- _AIM OF THE TASK_:
Show each line of the listing below in which the word "microphone" appears, copying those lines unchanged.

- _THE INPUT_:
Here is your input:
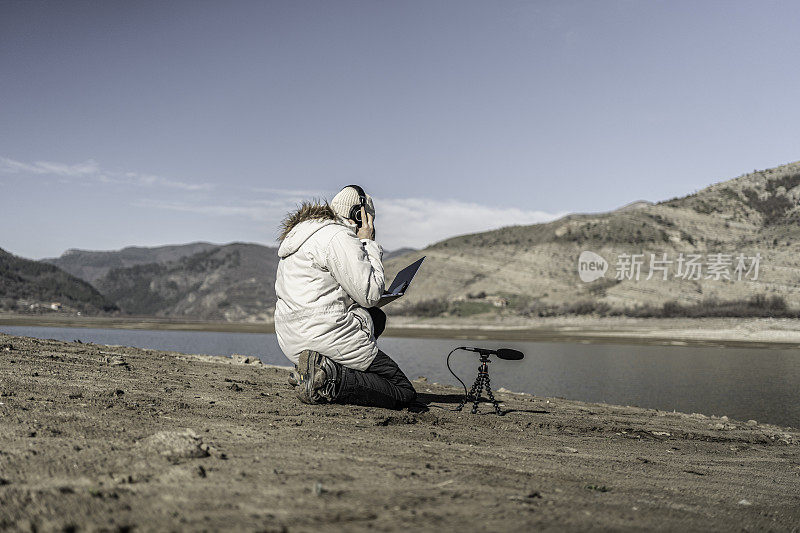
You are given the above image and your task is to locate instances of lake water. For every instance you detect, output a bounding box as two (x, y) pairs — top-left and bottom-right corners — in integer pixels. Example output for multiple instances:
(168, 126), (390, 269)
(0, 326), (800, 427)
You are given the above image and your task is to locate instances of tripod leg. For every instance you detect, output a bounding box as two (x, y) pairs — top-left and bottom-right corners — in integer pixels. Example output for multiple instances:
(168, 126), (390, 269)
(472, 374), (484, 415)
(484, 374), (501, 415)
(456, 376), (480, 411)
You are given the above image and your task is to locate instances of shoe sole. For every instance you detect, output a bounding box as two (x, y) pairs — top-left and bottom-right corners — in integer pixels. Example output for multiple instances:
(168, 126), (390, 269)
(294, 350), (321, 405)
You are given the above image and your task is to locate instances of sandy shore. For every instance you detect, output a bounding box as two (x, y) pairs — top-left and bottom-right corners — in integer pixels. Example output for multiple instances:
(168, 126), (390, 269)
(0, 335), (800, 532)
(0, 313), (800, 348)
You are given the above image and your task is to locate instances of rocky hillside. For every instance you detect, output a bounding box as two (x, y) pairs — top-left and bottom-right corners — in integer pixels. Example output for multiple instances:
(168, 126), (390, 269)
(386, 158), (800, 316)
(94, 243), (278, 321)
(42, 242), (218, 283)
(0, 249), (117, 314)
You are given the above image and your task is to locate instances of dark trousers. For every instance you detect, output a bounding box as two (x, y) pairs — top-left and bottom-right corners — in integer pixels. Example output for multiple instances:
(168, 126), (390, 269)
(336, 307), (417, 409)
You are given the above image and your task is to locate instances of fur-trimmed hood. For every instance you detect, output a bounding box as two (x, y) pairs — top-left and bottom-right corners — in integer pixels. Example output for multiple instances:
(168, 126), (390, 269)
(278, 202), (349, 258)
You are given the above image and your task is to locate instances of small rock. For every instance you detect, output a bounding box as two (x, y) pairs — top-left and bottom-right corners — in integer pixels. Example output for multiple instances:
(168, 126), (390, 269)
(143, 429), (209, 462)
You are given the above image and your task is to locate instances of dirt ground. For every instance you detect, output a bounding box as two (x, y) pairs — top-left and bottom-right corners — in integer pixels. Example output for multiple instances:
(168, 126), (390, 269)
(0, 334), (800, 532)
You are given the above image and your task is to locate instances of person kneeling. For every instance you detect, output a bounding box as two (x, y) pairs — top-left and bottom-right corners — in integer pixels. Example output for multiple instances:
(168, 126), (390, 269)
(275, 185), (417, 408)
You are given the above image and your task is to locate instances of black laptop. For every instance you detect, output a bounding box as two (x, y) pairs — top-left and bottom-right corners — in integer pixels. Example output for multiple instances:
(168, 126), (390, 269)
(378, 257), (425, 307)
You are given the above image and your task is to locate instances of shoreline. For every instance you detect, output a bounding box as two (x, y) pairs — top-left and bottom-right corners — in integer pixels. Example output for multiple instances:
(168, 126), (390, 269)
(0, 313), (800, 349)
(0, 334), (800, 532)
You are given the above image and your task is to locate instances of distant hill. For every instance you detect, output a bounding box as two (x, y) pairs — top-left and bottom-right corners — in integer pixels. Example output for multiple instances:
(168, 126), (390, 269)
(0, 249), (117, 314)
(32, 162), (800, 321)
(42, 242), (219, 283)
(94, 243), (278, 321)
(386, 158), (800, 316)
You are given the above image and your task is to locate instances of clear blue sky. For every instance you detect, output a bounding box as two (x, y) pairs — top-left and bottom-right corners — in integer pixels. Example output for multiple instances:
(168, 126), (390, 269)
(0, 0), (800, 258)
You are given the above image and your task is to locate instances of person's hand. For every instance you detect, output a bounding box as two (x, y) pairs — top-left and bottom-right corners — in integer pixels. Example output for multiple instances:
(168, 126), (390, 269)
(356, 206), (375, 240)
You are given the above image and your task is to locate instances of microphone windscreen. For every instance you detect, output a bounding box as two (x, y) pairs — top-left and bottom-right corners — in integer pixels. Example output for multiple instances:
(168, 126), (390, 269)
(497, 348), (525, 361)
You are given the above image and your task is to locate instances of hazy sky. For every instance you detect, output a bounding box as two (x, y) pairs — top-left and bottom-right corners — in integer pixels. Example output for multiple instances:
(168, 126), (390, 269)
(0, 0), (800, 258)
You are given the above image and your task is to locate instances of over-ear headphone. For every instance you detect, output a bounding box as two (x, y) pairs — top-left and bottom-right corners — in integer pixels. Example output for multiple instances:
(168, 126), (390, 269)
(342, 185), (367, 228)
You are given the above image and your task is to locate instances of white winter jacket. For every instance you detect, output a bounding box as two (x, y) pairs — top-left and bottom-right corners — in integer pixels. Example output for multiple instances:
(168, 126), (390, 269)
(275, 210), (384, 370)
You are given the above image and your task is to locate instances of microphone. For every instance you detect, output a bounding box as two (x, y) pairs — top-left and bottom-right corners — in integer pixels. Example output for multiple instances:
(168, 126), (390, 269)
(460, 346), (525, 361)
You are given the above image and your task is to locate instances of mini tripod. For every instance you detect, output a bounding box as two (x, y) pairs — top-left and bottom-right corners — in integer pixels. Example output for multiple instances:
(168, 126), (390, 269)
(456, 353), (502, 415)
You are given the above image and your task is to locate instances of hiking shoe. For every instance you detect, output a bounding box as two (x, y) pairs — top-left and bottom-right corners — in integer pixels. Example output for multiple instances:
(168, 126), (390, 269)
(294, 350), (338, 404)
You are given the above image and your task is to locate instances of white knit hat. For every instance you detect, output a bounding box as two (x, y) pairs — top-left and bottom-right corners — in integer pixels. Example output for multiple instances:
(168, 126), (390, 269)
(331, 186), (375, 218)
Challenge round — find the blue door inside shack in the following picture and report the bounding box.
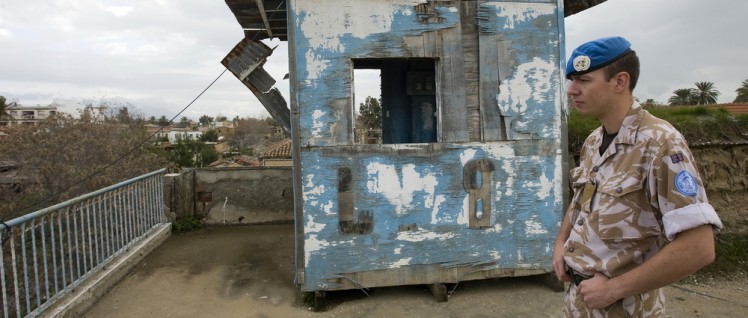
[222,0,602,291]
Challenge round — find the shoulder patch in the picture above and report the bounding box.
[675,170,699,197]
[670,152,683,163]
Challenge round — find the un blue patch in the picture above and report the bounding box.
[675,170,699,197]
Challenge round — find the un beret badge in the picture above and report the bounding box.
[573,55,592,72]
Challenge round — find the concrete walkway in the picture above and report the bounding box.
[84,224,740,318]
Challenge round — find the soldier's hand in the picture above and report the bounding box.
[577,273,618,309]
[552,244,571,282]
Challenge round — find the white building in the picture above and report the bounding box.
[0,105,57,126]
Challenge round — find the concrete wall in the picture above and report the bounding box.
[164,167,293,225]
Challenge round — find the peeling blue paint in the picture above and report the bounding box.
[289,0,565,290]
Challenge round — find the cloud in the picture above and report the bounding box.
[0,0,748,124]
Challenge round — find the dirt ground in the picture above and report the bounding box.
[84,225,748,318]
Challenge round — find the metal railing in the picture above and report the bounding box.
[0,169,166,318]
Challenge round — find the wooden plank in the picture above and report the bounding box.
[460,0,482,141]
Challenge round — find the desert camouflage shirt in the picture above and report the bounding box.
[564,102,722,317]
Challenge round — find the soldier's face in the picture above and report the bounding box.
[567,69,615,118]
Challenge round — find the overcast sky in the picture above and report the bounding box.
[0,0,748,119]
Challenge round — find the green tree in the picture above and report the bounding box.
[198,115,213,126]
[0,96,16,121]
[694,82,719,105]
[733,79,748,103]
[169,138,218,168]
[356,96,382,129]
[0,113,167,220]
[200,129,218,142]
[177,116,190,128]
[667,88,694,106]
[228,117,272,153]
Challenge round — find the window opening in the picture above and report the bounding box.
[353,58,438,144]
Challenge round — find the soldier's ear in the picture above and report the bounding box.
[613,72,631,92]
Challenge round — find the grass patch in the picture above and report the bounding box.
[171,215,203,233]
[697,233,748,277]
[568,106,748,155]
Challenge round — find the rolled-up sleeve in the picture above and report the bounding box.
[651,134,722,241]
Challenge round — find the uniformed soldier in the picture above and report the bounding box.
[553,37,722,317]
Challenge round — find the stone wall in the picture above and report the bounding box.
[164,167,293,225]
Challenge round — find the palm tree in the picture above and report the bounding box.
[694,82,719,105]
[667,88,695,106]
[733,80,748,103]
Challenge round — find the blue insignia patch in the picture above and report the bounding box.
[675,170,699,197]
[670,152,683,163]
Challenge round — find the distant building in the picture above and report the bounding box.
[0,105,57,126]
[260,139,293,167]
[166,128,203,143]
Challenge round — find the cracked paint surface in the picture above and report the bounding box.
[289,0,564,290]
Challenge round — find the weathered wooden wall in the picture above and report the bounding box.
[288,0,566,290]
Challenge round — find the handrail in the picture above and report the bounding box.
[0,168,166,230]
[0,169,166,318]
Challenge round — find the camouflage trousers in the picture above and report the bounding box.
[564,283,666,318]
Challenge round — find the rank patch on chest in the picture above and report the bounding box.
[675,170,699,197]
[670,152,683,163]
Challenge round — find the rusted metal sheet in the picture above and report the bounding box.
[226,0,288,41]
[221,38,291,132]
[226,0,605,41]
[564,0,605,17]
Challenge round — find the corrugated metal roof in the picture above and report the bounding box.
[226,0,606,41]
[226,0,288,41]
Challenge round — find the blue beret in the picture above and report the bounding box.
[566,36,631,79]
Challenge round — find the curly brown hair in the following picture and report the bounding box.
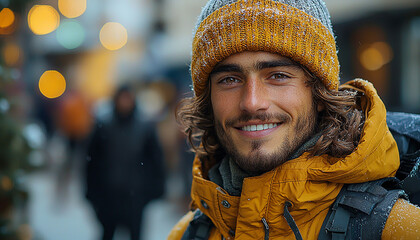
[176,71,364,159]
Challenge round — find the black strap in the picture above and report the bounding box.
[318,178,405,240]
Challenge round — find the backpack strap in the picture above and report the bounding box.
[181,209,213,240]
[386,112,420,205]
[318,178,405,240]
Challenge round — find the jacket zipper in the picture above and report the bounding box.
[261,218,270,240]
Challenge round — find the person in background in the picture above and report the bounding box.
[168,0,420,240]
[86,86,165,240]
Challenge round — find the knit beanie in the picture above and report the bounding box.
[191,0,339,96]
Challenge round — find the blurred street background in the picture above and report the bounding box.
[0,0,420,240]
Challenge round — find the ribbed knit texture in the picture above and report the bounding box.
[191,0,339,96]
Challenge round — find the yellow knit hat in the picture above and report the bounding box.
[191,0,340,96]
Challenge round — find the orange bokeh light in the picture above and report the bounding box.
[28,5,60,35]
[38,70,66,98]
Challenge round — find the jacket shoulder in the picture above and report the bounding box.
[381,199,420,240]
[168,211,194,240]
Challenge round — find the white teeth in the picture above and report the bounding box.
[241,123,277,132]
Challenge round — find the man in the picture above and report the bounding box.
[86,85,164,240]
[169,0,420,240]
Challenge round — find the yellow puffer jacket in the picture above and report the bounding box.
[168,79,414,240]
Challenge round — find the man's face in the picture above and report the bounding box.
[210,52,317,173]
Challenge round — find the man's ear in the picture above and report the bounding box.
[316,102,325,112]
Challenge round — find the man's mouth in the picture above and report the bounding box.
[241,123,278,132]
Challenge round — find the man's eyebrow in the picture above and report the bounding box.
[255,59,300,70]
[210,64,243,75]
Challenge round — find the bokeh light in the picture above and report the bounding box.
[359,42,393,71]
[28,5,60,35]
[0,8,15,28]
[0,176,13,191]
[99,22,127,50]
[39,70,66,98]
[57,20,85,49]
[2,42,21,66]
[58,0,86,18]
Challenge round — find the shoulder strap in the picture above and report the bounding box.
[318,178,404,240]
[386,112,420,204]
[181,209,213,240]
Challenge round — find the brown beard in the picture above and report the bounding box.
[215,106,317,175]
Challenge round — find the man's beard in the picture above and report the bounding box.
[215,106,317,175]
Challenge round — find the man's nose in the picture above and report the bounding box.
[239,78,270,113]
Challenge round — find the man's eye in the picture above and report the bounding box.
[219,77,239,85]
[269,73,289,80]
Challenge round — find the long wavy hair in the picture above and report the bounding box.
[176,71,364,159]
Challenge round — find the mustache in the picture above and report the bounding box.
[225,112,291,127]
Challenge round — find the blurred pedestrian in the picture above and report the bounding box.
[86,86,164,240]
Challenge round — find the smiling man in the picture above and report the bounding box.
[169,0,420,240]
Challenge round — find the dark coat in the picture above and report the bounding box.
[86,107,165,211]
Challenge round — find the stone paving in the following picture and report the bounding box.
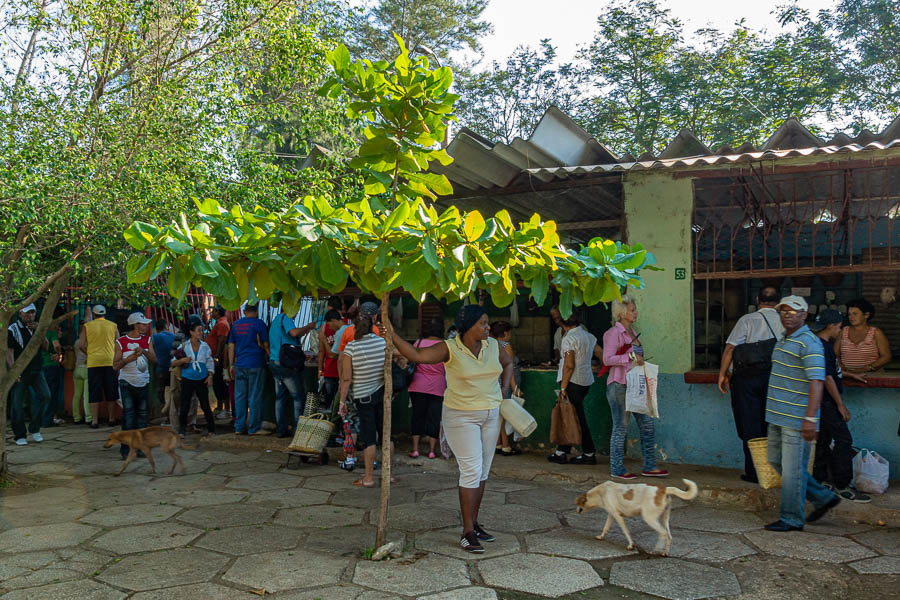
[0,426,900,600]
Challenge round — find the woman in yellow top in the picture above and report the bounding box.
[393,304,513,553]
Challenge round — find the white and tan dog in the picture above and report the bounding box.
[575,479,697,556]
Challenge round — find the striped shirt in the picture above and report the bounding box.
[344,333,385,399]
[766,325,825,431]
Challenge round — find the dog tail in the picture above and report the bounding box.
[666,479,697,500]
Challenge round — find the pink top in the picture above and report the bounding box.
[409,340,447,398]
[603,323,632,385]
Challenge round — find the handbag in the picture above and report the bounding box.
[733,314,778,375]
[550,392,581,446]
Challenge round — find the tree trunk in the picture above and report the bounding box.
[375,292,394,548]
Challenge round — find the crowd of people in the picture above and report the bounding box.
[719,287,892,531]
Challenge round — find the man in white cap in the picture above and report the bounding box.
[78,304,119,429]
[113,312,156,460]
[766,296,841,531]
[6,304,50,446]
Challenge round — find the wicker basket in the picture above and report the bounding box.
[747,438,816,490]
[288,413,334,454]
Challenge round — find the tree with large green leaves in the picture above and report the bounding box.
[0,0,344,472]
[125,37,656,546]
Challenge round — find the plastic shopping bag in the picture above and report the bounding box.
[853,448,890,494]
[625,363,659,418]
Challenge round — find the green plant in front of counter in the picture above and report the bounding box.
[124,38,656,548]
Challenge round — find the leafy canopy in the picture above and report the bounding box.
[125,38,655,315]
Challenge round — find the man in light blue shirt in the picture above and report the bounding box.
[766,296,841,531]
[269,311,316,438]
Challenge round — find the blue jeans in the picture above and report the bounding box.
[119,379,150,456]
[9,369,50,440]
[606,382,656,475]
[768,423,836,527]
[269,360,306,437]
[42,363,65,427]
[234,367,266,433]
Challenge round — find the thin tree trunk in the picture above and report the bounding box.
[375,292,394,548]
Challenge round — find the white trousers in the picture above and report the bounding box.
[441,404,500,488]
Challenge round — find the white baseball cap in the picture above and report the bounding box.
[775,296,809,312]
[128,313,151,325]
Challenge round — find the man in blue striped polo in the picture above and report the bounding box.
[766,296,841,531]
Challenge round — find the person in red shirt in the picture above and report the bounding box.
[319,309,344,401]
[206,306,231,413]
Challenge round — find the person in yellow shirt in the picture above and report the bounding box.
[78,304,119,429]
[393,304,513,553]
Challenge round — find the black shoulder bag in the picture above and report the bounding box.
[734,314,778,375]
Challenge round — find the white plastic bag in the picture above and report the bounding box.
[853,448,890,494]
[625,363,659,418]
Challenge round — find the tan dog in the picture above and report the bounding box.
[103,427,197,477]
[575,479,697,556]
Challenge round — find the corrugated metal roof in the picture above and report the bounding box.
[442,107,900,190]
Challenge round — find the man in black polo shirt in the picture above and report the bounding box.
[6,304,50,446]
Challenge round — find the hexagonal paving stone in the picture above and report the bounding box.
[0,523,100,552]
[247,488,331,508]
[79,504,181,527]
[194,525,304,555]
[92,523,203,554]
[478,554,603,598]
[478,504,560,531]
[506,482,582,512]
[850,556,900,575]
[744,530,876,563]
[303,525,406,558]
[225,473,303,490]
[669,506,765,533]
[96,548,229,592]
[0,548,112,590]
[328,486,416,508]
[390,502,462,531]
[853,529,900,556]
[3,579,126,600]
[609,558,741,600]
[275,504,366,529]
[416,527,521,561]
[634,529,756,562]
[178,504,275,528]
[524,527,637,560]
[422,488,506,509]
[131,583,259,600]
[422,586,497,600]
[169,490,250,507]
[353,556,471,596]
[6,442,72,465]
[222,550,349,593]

- _SOLVED EXERCISE_:
You are given the above image and your task is to locate instances of microphone windscreen. For every instance you detect, output a bounding box as two (x, y) pairs — top-left and bottom-right corners — in integer pixels. Example output for multiple instances:
You are given the above image and your task is to locate instances of microphone. For every instance you detect, output a bounding box as two (x, y) pairs — top-left and bottom-right corners — in integer pixels. Example output for multiple instances:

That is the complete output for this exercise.